[start of Text shown]

Link to the opinion here. I owe Bob Bauer a beer!.

posted by Rick 1:09 PM
. . .
AP News AlertThe associated press is reporting: "Federal court declares part of campaign finance law's soft money ban unconstitutional." That is the entire report.


posted by Rick 1:04 PM
. . .
BCRA Opinion is Out, But No One Knows What It Says Apparently the public can pick it up a 3:45 eastern time today, with "technical problems" perhaps causing the listserv option to be delayed. Whoever first gets me a copy of the opinion gets a beer.


posted by Rick 12:22 PM
. . .
Rumors, rumors So I've had people complain to me that they missed lunch or even cancel a haircut [!} to see the opinion. What is going on? Conflicting rumors swirl, including rumors of technical difficulties at the court. It may not be so easy to send such a large file to so many people over a listserv. Let me give an example. I run a listserv with Dan Lowenstein on election law for specialists in the field. The listserv sends out a message from its server usually within minutes after the poster submits it. But it then usually takes 1 to 3 hours to make it through to people's e-mail in-boxes. The larger the file, the longer it takes. I think this is because listservers send messages as bulk mail.

Bottom line, even when the court pushes the button, we don't know when we'll see the opinion. Maybe the court thinks that if it comes out late on Friday the story will get buried in the newspapers.

I take no responsibility if you cancel your dinner plans.


posted by Rick 12:13 PM
. . .
Sources on the Hill say BCRA opinion may be issued within the hour The rumors have been wrong before. We'll see....stay tuned.


posted by Rick 8:30 AM
. . .

[end of Text shown]

Problem 1. Duplicate the blog posts on the BCRA opinion from "Bottom line, even" up to and including "your dinner plans.".

[start of Material for this exercise]

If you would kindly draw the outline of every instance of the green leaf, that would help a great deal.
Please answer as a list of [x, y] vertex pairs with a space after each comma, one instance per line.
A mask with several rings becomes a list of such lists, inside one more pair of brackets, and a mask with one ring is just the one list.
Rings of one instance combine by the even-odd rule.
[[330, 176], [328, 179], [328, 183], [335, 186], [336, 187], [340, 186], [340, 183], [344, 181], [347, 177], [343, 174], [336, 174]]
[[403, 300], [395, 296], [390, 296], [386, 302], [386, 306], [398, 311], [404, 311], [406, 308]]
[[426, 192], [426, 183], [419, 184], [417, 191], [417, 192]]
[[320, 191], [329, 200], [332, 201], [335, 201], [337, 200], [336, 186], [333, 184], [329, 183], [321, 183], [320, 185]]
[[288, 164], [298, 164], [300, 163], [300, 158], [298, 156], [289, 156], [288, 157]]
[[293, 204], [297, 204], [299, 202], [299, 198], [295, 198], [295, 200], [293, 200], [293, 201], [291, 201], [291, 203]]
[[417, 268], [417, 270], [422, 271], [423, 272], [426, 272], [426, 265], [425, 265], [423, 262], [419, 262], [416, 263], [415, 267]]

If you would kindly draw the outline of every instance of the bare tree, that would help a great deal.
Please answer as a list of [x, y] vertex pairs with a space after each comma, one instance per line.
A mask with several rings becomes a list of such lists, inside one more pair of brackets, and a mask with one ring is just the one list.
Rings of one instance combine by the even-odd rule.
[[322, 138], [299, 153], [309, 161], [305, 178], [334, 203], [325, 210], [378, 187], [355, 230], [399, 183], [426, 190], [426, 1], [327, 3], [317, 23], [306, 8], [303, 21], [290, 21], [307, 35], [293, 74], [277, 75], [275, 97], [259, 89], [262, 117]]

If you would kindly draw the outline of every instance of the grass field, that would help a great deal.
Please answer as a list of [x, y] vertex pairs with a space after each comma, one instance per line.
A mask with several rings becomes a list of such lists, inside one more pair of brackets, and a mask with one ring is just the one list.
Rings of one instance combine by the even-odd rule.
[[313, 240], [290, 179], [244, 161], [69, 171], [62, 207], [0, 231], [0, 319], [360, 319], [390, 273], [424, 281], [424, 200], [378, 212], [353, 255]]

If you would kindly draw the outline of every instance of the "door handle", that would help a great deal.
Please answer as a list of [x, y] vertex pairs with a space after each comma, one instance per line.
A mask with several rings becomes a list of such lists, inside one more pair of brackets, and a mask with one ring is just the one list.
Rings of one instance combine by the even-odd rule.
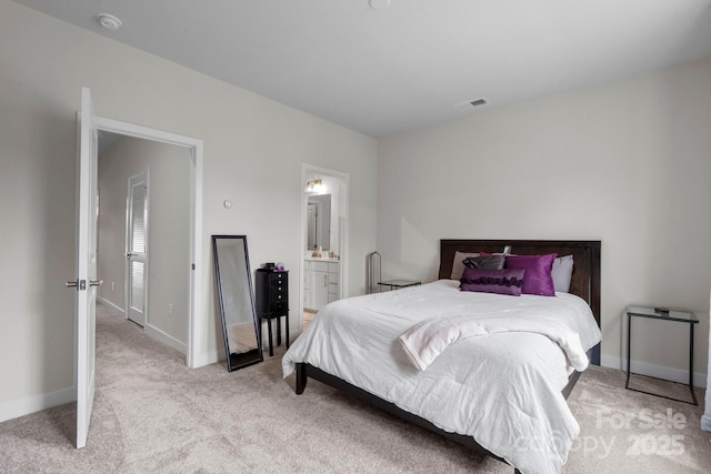
[[[101, 286], [103, 280], [89, 280], [89, 286]], [[66, 288], [76, 288], [77, 291], [87, 290], [87, 281], [86, 280], [73, 280], [69, 282], [64, 282]]]

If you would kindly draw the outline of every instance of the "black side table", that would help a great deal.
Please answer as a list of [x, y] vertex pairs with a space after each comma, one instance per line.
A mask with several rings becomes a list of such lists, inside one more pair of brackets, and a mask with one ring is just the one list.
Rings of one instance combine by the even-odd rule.
[[[685, 400], [672, 399], [671, 396], [659, 395], [657, 393], [644, 392], [643, 390], [630, 389], [630, 342], [632, 341], [632, 317], [645, 317], [651, 320], [664, 320], [664, 321], [674, 321], [679, 323], [689, 324], [689, 390], [691, 390], [691, 399], [692, 402], [687, 402]], [[627, 390], [631, 390], [634, 392], [647, 393], [649, 395], [660, 396], [667, 400], [673, 400], [677, 402], [689, 403], [693, 405], [698, 405], [697, 395], [693, 393], [693, 326], [698, 324], [699, 320], [697, 316], [690, 311], [683, 310], [669, 310], [669, 309], [659, 309], [659, 307], [645, 307], [645, 306], [628, 306], [627, 309], [627, 382], [624, 383], [624, 387]]]
[[[267, 320], [269, 331], [269, 355], [274, 355], [271, 335], [271, 320], [277, 320], [277, 345], [281, 345], [281, 317], [287, 323], [287, 349], [289, 349], [289, 272], [274, 272], [272, 270], [257, 270], [257, 297], [254, 306], [261, 321]], [[262, 337], [262, 341], [264, 339]]]

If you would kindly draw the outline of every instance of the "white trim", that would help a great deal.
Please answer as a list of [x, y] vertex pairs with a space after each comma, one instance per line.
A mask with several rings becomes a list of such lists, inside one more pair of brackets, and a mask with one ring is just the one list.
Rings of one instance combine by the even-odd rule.
[[303, 266], [307, 249], [307, 198], [309, 194], [304, 192], [307, 178], [309, 174], [321, 174], [339, 180], [341, 189], [339, 190], [339, 215], [342, 226], [339, 229], [339, 252], [341, 256], [339, 269], [339, 294], [340, 297], [348, 297], [348, 262], [350, 261], [349, 252], [349, 221], [350, 221], [350, 174], [340, 171], [329, 170], [328, 168], [317, 167], [314, 164], [301, 163], [301, 178], [299, 181], [299, 202], [301, 203], [301, 234], [299, 241], [299, 326], [294, 327], [301, 331], [303, 325]]
[[118, 314], [121, 317], [126, 317], [126, 312], [123, 311], [123, 309], [120, 306], [117, 306], [114, 303], [110, 302], [106, 297], [97, 296], [97, 302], [107, 306], [107, 309], [112, 313]]
[[0, 423], [77, 401], [77, 386], [0, 403]]
[[[188, 344], [186, 363], [189, 367], [199, 367], [211, 362], [212, 354], [200, 353], [202, 347], [198, 344], [203, 341], [202, 329], [204, 326], [204, 312], [202, 307], [202, 294], [199, 283], [202, 282], [202, 163], [203, 142], [202, 140], [179, 135], [177, 133], [162, 130], [150, 129], [134, 123], [121, 122], [104, 117], [97, 117], [96, 124], [99, 130], [118, 133], [128, 137], [136, 137], [146, 140], [159, 141], [163, 143], [184, 147], [191, 150], [190, 167], [190, 261], [194, 270], [190, 273], [190, 292], [188, 302]], [[198, 321], [200, 324], [198, 324]]]
[[[627, 359], [613, 357], [611, 355], [602, 355], [600, 363], [603, 367], [619, 369], [627, 372]], [[649, 364], [632, 360], [631, 371], [633, 374], [649, 375], [657, 379], [663, 379], [677, 383], [689, 383], [689, 370], [668, 367], [664, 365]], [[693, 385], [699, 387], [707, 386], [707, 374], [698, 372], [693, 373]]]

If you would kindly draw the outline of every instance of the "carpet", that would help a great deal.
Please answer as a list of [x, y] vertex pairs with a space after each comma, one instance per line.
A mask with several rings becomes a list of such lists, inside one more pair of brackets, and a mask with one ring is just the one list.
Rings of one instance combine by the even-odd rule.
[[[296, 395], [293, 376], [281, 376], [283, 351], [232, 373], [224, 364], [190, 370], [181, 354], [99, 306], [87, 447], [74, 448], [73, 404], [33, 413], [0, 423], [0, 472], [513, 472], [317, 381]], [[580, 377], [569, 405], [581, 434], [564, 472], [711, 471], [702, 407], [624, 390], [624, 377], [604, 367]], [[683, 395], [683, 386], [641, 381]]]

[end of Material for this exercise]

Problem 2. Set down the listing word for word, from its first line up to and including the line with "263], [415, 267]]".

Complete answer 1.
Bottom line, even when the court pushes the button, we don't know when we'll see the opinion. Maybe the court thinks that if it comes out late on Friday the story will get buried in the newspapers.

I take no responsibility if you cancel your dinner plans.

Complete answer 2.
If you would kindly draw the outline of every instance of the green leaf, that would help a great deal.
Please answer as a list of [x, y] vertex pairs with a space after each comma, one instance per line.
A mask with several rings becomes a list of such lists, inside one more pair of brackets, and a mask with one ring is just the one list.
Rings of one instance combine by the even-odd rule.
[[330, 176], [328, 179], [328, 183], [335, 186], [336, 187], [340, 186], [340, 183], [344, 181], [347, 177], [343, 174], [336, 174]]
[[403, 300], [395, 296], [390, 296], [386, 302], [386, 306], [398, 311], [404, 311], [406, 308]]
[[426, 192], [426, 183], [419, 184], [417, 191], [417, 192]]
[[320, 191], [329, 200], [332, 201], [335, 201], [337, 200], [336, 186], [333, 184], [329, 183], [321, 183], [320, 185]]
[[288, 164], [298, 164], [300, 163], [300, 158], [298, 156], [289, 156], [288, 157]]
[[293, 204], [297, 204], [299, 202], [299, 198], [295, 198], [295, 200], [293, 200], [293, 201], [291, 201], [291, 203]]
[[417, 268], [417, 270], [422, 271], [423, 272], [426, 272], [426, 265], [425, 265], [423, 262], [419, 262], [416, 263], [415, 267]]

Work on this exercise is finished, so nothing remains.